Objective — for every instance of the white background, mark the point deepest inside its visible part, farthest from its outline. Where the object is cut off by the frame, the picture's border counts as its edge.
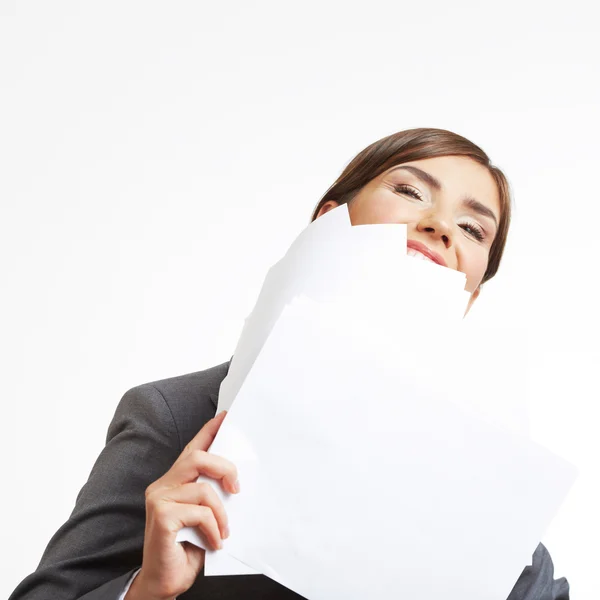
(156, 158)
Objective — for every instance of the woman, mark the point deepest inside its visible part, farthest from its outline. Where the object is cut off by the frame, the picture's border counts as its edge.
(119, 540)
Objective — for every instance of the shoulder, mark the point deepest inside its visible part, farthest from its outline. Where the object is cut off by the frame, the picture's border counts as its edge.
(188, 401)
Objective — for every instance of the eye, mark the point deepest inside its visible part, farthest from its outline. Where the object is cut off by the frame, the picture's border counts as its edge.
(475, 230)
(407, 189)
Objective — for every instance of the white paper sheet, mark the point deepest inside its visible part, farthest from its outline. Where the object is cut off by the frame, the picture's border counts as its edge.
(359, 268)
(333, 261)
(362, 478)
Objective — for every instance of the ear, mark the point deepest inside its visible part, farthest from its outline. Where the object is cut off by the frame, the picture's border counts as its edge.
(472, 299)
(326, 207)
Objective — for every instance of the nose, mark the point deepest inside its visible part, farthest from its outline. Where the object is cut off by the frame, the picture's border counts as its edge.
(435, 226)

◇ ◇ ◇ ◇

▶ _Exercise brief_: Set down each entry again exactly as written. Pictures stay out.

▶ _Written reply_:
Objective — for every instance of the white background, mark the point deepest inside its visible part, farthest from its outline. Where the object is cut off by the frame, the picture's border counts as its edge.
(156, 158)
Objective — for every instance of the woman, mark the point deepest inside its visible part, farthest from its outline. Where the object is cut off by the frame, the picture's border counts as its edge.
(119, 540)
Objective — for every instance of the shoulder, mark the point deepest inside its visible part, farthest from its outline. Where the object is cut off by the frame, the picture's border counts as its edge.
(188, 401)
Objective — for every instance of the eye, mark the point deepest inside its visible part, farthest from its outline. Where the object is cut off by the frame, the picture's border counts as its edge.
(475, 230)
(407, 189)
Objective — for every instance of the white paper sheet, mark the point deepest inside its visible part, farthest from its outline. Where the object is cut off by the frame, the picture's border counts as its edge.
(359, 268)
(333, 261)
(362, 478)
Objective — for every instance of the ear, mark the point deepest inside its visible part, farthest from its outline. Where the object is cut off by the frame, the picture's border counts as its edge.
(472, 299)
(326, 207)
Objective — for every instance of the nose, mark the point deepest inside its visible part, farthest from its outline. Where the object is cut off by the frame, the picture's border counts as its edge.
(435, 226)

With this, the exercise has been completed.